IBM Research and the University of Illinois Urbana-Champaign are collaborating to make artificial intelligence more accessible by addressing the fragmented software ecosystem for building AI platforms. Carlos Costa, an IBM Distinguished Engineer, leads efforts to bridge large-scale, high-performance distributed computing and modern cloud platforms through open-source projects for scaling AI. Dr. Costa has led and contributed to many projects in the field, including co-leading the creation and development of the llm-d project for scaling AI inference, leading the CodeFlare project for data and AI pipelines, and contributing to the Ray framework ecosystem. The IBM-Illinois Discovery Accelerator Institute partnership demonstrates how industry-academia collaboration advances generative AI, machine learning infrastructure, and distributed computing systems.
Written by Cassandra Smith
Carlos Costa
Research through the partnership between IBM and The Grainger College of Engineering at the University of Illinois Urbana-Champaign is addressing the challenge of making artificial intelligence accessible and cost-effective by fixing fragmented, expensive AI platforms.
Carlos Costa, a distinguished engineer with IBM Research and technical lead for AI platforms focusing on distributed inference, has made bridging the gap between traditional high-performance computing and modern cloud practices his mission. Coming from a background in building some of the world's largest supercomputers, Costa observed a significant disconnect between two camps: HPC experts focused on hand-tuned, low-level optimization, and a newer generation leveraging cloud computing abstractions for scaling simplicity, and productivity.

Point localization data
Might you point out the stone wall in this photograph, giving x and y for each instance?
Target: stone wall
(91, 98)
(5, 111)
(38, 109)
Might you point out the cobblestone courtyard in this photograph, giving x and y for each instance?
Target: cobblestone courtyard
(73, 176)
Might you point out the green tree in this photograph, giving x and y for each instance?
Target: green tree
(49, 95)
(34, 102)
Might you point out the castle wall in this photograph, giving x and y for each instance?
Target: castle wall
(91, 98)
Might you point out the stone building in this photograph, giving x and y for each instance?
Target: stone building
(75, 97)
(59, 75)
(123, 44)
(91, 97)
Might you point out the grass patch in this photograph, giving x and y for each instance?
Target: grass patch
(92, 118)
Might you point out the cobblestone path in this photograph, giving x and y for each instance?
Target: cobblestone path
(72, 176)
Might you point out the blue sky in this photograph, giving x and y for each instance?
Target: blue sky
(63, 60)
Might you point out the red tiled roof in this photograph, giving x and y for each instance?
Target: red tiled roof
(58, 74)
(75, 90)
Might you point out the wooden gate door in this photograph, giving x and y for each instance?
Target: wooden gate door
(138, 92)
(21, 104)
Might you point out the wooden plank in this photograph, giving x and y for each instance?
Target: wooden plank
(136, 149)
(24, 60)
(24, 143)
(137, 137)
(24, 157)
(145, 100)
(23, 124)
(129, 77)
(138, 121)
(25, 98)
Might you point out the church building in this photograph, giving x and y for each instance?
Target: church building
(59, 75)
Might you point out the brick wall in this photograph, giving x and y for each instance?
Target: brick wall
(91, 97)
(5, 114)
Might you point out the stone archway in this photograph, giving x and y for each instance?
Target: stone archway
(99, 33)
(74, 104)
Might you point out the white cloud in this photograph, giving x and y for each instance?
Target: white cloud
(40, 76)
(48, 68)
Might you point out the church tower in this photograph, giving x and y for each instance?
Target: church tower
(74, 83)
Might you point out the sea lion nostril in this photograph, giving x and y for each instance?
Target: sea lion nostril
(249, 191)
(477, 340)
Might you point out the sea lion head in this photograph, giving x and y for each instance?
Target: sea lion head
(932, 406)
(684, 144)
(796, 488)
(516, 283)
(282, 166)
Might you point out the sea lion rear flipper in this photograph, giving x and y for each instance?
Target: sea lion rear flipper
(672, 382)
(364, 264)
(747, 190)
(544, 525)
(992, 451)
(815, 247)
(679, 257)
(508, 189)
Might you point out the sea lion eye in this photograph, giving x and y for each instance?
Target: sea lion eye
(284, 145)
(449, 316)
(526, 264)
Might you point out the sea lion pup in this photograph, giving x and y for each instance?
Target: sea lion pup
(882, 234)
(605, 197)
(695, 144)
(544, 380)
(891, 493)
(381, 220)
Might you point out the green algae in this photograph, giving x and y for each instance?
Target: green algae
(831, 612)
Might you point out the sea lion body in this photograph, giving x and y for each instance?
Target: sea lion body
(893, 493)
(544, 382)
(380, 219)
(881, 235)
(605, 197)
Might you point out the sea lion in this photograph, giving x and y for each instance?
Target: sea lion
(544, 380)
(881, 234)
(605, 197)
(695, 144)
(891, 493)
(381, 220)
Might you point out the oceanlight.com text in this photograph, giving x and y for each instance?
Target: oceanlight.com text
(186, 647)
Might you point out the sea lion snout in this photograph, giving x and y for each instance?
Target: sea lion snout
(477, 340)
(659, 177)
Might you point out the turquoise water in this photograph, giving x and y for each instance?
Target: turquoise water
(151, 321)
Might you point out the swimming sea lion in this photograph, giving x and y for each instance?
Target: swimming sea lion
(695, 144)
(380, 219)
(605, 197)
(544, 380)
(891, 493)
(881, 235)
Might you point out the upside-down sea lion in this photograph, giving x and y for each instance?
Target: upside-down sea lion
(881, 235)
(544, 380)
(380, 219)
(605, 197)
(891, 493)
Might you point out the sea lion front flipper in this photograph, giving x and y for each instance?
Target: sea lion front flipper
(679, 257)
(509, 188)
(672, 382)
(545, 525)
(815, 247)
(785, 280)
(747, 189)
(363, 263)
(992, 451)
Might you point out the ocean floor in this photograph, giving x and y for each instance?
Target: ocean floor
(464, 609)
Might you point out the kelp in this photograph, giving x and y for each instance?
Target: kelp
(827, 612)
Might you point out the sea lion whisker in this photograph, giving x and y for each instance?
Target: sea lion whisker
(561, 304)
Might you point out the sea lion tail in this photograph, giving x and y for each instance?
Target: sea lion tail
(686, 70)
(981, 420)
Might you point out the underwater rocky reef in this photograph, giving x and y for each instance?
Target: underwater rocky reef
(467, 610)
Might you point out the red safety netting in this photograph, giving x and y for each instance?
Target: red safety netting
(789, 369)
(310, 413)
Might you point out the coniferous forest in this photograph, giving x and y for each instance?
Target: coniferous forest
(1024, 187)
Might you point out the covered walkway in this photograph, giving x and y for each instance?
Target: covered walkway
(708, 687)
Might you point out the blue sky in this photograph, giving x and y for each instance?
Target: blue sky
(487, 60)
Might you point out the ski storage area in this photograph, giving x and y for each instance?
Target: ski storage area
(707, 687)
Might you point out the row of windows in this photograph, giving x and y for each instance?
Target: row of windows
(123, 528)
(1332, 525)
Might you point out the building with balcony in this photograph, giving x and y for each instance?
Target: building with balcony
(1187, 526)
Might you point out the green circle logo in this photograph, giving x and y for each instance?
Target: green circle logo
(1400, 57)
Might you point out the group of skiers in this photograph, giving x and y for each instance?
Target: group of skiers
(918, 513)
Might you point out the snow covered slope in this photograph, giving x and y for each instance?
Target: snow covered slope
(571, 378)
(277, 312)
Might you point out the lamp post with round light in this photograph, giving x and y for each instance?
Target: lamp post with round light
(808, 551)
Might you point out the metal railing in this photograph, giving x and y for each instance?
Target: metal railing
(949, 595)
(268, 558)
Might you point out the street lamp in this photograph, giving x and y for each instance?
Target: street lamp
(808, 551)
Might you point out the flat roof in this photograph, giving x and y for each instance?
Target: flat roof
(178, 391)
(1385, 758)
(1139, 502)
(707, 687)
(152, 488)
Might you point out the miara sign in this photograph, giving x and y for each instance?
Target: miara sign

What this exercise asks:
- a) Using the IBM-Illinois article above, condense the paragraph beginning "Carlos Costa, a distinguished engineer" into a short bulleted list that keeps its main facts.
- b) According to the IBM-Illinois article, which project did Costa co-lead the creation and development of for scaling AI inference?
- c) Reproduce word for word the passage of the IBM-Illinois article starting with "Written by Cassandra" and going on through "simplicity, and productivity.".

Expected outputs:
- a)
- Carlos Costa is a distinguished engineer with IBM Research and technical lead for AI platforms focusing on distributed inference.
- His mission is bridging the gap between traditional high-performance computing and modern cloud practices.
- He comes from a background in building some of the world's largest supercomputers.
- He observed a significant disconnect between two camps:
  - HPC experts focused on hand-tuned, low-level optimization
  - a newer generation leveraging cloud computing abstractions for scaling simplicity and productivity

- b) The llm-d project.

- c)
Written by Cassandra Smith
Carlos Costa
Research through the partnership between IBM and The Grainger College of Engineering at the University of Illinois Urbana-Champaign is addressing the challenge of making artificial intelligence accessible and cost-effective by fixing fragmented, expensive AI platforms.
Carlos Costa, a distinguished engineer with IBM Research and technical lead for AI platforms focusing on distributed inference, has made bridging the gap between traditional high-performance computing and modern cloud practices his mission. Coming from a background in building some of the world's largest supercomputers, Costa observed a significant disconnect between two camps: HPC experts focused on hand-tuned, low-level optimization, and a newer generation leveraging cloud computing abstractions for scaling simplicity, and productivity.